── EXTRACTED MATERIAL ──

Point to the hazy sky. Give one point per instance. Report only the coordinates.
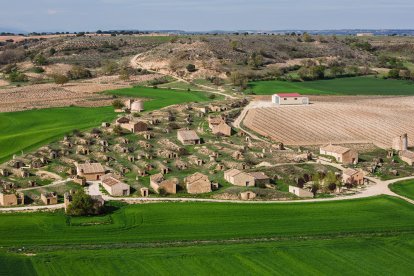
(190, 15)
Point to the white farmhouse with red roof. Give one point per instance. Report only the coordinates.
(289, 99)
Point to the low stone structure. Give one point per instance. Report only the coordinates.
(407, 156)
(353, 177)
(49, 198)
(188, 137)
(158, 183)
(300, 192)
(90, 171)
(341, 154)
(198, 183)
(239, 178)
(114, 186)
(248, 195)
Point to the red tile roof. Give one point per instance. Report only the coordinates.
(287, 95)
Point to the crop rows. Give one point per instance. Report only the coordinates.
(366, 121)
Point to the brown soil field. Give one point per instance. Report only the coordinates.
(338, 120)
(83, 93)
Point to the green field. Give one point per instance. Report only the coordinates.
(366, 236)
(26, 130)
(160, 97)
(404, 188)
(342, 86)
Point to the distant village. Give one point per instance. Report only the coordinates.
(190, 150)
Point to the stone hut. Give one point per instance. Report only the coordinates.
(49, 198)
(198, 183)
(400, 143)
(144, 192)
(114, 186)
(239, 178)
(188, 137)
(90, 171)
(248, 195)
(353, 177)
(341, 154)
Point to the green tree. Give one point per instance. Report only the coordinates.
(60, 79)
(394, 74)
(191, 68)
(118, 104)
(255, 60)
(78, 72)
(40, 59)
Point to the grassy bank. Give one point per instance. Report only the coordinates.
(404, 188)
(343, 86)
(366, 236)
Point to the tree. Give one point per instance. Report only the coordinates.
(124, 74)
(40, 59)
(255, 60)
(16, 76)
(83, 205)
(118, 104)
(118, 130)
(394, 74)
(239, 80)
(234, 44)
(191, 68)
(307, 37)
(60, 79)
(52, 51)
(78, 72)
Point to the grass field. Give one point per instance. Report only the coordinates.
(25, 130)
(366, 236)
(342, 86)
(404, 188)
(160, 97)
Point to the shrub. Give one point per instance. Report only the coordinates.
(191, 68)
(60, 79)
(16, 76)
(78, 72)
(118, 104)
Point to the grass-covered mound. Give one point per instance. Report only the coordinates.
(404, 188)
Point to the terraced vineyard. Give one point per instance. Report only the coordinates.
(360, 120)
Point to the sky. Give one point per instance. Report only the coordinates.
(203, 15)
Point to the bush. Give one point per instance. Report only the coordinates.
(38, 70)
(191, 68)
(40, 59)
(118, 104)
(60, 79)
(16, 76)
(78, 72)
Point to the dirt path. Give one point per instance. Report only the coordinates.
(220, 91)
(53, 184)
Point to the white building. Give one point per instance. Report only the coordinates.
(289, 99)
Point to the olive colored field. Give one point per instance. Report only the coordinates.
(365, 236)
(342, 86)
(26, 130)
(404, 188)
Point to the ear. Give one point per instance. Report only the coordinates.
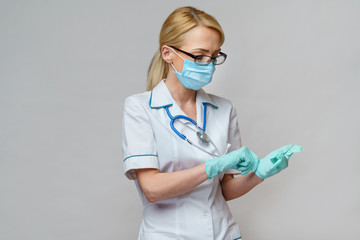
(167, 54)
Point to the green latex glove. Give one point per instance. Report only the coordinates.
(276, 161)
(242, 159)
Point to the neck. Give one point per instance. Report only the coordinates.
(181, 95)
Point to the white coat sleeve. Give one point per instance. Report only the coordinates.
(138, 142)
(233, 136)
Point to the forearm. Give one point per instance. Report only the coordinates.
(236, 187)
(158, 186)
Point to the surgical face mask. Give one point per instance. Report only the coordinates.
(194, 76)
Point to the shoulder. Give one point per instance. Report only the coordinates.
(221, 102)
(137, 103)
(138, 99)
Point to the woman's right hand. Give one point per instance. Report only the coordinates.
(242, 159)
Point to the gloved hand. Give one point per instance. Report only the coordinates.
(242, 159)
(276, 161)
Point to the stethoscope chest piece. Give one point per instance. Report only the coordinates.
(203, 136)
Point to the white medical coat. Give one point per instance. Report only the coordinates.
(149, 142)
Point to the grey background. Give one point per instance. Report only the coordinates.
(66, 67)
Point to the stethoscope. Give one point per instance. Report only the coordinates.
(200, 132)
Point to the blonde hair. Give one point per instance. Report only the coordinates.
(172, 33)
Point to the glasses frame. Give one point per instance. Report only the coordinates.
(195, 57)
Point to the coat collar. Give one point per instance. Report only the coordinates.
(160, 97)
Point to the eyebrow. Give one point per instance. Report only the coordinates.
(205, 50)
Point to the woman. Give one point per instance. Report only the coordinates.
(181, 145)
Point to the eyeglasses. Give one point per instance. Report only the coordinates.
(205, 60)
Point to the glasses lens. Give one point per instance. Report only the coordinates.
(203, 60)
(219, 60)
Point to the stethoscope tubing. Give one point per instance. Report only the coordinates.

───

TASK REQUIREMENTS: Write the entries above out again exactly, but not the pictures.

TASK RESPONSE:
Point to the hazy sky. Give one point per instance. Report only the coordinates.
(190, 15)
Point to the white farmhouse with red roof. Give one point per instance. Report only the coordinates.
(289, 99)
Point to the low stone structure. Give one point per instance. Report only the coordinates.
(407, 156)
(353, 177)
(49, 198)
(188, 137)
(158, 183)
(300, 192)
(90, 171)
(341, 154)
(198, 183)
(239, 178)
(114, 186)
(248, 195)
Point to the red tile roof. Give one point per instance. Report only the coordinates.
(287, 95)
Point to the crop rows. Give one point per instance. Report only the coordinates.
(366, 121)
Point to the brown soil field. Give one point per instance. Report only the coordinates.
(338, 120)
(83, 93)
Point to the green field. Give one point per instance. Report only the coordinates.
(366, 236)
(26, 130)
(160, 97)
(404, 188)
(342, 86)
Point to the distant village. Give one point per instance. Report only the coordinates.
(190, 150)
Point to the stone hut. Give one point per instance. Report only the coordinates.
(49, 198)
(198, 183)
(400, 143)
(144, 192)
(114, 186)
(239, 178)
(188, 137)
(90, 171)
(248, 195)
(353, 177)
(341, 154)
Point to the green tree. Give one point per instance. Report only the coordinates.
(60, 79)
(394, 74)
(191, 68)
(118, 104)
(255, 60)
(78, 72)
(40, 59)
Point to the grassy bank. Give one point per instance. Report only the coordinates.
(404, 188)
(343, 86)
(366, 236)
Point to the tree. Give one point per instance. Report only the coordinates.
(124, 74)
(40, 59)
(255, 60)
(16, 76)
(83, 205)
(118, 104)
(118, 130)
(394, 74)
(239, 80)
(234, 44)
(191, 68)
(307, 37)
(60, 79)
(52, 51)
(78, 72)
Point to the grass field. Give one point per instance. Report only the coordinates.
(25, 130)
(366, 236)
(342, 86)
(404, 188)
(160, 97)
Point to the shrub. Give one point per instance. Report only the coordinates.
(191, 68)
(60, 79)
(16, 76)
(78, 72)
(118, 104)
Point to the grass-covered mound. Give one point per instance. Report only the coordinates.
(404, 188)
Point to the terraced vineyard. Give one point per instance. Report only the coordinates.
(360, 120)
Point to the sky. Give one point per instance. Report only the coordinates.
(203, 15)
Point to the bush. Give one point per instance. Report only the coordinates.
(38, 70)
(191, 68)
(40, 59)
(118, 104)
(60, 79)
(16, 76)
(78, 72)
Point to the dirt path. Give one point per instance. Report only the coordinates.
(220, 91)
(53, 184)
Point to the white building. Give one point per instance. Report only the coordinates.
(289, 99)
Point to the olive colored field. Give one point per instance. Report only the coordinates.
(365, 236)
(342, 86)
(26, 130)
(404, 188)
Point to the ear. Give one point per instance. Report only the coordinates.
(167, 54)
Point to the green latex glove. Give one point per instance. Report only the coordinates.
(276, 161)
(242, 159)
Point to the neck. Give one point per instance. Report only the coordinates.
(181, 95)
Point to the white coat sleeve. Give one point per instance. Report only the coordinates.
(138, 142)
(233, 136)
Point to the forearm. Give one point per instance. Report only the coordinates.
(236, 187)
(158, 186)
Point to the surgical face mask. Give one point per instance. Report only the coordinates.
(194, 76)
Point to the shoulder. Give one point per instance. Report only the coordinates.
(221, 102)
(137, 103)
(138, 99)
Point to the woman's right hand. Give one point per instance. Report only the coordinates.
(242, 159)
Point to the gloved hand. Give one point per instance. Report only the coordinates.
(242, 159)
(276, 161)
Point to the stethoscope chest piece. Give one point per instance. Report only the coordinates.
(203, 136)
Point to the white medical coat. Give one point per instance. Report only the coordinates.
(149, 142)
Point to the grey background. Give one point per instance. Report only the coordinates.
(66, 67)
Point to the stethoscope. Give one point per instance. Report only the coordinates.
(200, 132)
Point to the blonde hair. Give one point per instance. Report only the coordinates.
(172, 33)
Point to the glasses frame. Give one point per instance. Report only the coordinates.
(195, 57)
Point to the coat collar. Give one point per instance. Report only the coordinates.
(160, 97)
Point to the eyebrow. Give one point per instance. Report only the coordinates.
(205, 50)
Point to the woman. Give one point per instance. Report only the coordinates.
(181, 145)
Point to the eyeglasses. Give one point per instance. Report only the coordinates.
(205, 60)
Point to the glasses lens. Give one point per instance. Report only the coordinates.
(203, 60)
(219, 60)
Point to the stethoscope tubing. Give one point per instance. Report only the coordinates.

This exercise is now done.